INFORMATION ::
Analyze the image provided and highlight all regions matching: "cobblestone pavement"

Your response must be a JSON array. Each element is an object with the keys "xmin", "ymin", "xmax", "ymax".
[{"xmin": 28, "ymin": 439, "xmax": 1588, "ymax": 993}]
==
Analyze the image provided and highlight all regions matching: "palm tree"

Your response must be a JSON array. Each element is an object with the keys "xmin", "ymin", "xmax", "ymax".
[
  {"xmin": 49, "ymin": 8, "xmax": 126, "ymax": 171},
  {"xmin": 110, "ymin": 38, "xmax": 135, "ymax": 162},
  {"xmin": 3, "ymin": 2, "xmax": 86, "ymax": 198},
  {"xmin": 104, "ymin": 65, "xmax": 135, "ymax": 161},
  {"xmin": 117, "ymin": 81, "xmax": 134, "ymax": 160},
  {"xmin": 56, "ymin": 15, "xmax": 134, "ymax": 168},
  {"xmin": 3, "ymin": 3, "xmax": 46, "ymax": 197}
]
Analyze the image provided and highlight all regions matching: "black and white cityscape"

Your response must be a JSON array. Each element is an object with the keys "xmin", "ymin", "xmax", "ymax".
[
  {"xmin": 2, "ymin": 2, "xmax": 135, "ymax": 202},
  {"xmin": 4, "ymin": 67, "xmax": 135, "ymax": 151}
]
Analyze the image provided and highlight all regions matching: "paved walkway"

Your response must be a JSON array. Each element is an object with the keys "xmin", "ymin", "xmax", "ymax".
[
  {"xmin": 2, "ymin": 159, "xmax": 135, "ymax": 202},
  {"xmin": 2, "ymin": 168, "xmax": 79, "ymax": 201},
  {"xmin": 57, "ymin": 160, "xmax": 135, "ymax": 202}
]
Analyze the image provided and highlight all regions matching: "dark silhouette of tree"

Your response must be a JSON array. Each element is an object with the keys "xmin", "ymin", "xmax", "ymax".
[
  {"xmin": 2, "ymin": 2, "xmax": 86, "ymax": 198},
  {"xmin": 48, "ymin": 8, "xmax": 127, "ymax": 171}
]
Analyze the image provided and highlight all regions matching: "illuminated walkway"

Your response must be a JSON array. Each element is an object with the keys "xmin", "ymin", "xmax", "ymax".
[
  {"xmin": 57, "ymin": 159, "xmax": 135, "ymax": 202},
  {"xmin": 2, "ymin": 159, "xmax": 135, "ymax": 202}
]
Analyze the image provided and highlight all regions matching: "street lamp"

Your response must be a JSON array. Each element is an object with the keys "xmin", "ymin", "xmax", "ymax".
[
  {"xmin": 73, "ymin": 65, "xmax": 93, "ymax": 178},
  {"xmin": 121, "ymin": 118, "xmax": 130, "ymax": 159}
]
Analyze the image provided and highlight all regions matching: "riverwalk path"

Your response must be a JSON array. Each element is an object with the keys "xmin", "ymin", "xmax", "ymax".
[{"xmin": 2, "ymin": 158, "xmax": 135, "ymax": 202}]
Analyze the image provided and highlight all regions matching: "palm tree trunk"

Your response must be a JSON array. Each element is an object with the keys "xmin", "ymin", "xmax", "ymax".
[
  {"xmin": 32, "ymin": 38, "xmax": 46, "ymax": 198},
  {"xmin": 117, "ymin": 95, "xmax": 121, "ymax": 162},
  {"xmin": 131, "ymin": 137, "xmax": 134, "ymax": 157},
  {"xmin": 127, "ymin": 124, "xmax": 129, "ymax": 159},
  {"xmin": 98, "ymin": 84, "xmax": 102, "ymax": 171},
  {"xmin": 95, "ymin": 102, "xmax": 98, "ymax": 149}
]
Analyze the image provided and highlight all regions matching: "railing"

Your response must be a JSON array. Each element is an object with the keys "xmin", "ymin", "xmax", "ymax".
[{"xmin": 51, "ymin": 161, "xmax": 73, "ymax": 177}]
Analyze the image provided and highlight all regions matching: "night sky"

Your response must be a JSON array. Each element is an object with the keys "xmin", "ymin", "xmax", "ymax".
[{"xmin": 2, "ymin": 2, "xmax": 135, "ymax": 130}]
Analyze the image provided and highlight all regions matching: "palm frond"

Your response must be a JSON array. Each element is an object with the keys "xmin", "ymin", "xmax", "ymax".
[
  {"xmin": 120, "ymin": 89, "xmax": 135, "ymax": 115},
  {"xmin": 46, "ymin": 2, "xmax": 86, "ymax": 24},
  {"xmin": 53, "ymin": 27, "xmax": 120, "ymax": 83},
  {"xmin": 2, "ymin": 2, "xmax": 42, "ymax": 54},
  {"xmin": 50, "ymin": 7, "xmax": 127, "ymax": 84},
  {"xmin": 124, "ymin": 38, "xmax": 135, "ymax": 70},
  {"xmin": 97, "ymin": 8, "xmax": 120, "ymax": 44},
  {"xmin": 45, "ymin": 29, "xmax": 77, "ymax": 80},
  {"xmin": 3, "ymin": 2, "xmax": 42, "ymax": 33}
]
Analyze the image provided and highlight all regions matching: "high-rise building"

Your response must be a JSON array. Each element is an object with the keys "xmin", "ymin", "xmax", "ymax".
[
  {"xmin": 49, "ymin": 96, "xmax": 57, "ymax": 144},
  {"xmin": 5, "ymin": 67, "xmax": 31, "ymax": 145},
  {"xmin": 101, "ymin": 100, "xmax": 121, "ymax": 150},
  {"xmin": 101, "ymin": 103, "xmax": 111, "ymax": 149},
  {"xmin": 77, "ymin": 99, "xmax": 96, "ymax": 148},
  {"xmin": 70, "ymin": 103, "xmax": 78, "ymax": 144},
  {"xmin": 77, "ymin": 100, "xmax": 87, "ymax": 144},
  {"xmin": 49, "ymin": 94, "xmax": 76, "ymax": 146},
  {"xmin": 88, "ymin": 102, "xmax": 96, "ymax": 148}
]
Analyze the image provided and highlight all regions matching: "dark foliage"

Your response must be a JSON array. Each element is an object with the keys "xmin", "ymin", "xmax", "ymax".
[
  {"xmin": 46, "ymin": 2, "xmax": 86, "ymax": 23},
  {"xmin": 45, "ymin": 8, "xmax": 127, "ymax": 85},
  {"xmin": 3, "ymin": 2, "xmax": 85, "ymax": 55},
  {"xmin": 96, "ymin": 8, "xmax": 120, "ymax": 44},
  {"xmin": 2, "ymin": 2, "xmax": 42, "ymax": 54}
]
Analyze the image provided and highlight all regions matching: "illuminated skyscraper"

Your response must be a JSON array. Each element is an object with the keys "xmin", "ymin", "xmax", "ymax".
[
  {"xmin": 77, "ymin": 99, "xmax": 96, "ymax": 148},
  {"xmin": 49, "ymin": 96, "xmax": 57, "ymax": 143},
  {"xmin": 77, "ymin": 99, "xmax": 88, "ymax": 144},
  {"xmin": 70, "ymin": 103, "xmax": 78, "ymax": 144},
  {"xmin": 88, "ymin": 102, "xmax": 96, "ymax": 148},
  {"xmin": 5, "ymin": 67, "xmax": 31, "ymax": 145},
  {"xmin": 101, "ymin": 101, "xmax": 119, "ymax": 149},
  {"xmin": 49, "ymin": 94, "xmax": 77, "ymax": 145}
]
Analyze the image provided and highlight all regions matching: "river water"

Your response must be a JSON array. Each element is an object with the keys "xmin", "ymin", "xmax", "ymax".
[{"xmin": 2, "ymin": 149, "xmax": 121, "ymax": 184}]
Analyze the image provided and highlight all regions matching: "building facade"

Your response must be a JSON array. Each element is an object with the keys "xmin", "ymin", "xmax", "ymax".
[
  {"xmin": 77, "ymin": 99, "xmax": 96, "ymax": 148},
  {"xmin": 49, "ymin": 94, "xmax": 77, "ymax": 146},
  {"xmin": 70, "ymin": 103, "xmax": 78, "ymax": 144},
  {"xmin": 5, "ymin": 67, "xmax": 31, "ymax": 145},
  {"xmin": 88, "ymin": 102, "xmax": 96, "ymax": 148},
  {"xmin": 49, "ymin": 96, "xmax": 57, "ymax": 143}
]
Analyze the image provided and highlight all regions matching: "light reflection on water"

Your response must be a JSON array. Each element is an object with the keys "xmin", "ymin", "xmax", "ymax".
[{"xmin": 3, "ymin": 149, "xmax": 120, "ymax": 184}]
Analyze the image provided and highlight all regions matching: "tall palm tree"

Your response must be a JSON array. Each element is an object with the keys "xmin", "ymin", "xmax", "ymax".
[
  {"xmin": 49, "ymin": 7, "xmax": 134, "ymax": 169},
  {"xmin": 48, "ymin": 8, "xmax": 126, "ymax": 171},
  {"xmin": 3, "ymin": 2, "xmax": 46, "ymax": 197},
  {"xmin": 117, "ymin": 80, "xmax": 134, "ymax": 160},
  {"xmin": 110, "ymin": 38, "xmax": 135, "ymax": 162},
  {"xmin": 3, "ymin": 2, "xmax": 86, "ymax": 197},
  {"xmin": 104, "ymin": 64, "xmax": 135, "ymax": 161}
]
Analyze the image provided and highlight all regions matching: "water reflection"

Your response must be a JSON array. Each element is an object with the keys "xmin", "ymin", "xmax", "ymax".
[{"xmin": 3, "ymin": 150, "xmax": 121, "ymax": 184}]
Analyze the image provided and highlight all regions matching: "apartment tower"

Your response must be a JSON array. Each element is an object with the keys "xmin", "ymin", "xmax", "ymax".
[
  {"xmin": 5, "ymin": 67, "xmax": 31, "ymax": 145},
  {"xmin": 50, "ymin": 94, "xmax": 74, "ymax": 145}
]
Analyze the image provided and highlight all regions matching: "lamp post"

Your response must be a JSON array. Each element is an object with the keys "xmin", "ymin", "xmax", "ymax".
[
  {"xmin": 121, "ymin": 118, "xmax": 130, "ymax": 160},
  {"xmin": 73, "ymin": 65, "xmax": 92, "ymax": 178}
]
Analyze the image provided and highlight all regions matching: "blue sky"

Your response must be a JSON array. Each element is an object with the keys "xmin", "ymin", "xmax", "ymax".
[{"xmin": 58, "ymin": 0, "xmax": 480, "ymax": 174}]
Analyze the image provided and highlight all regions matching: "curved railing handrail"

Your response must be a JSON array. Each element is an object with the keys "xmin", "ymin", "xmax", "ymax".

WHAT IS REQUIRED :: For each line above that includes "illuminated", make a copy.

WRITTEN RESPONSE ::
Analyze the image provided and highlight all regions matching: "illuminated walkway"
Analyze the image provided and highlight all regions matching: "illuminated skyscraper"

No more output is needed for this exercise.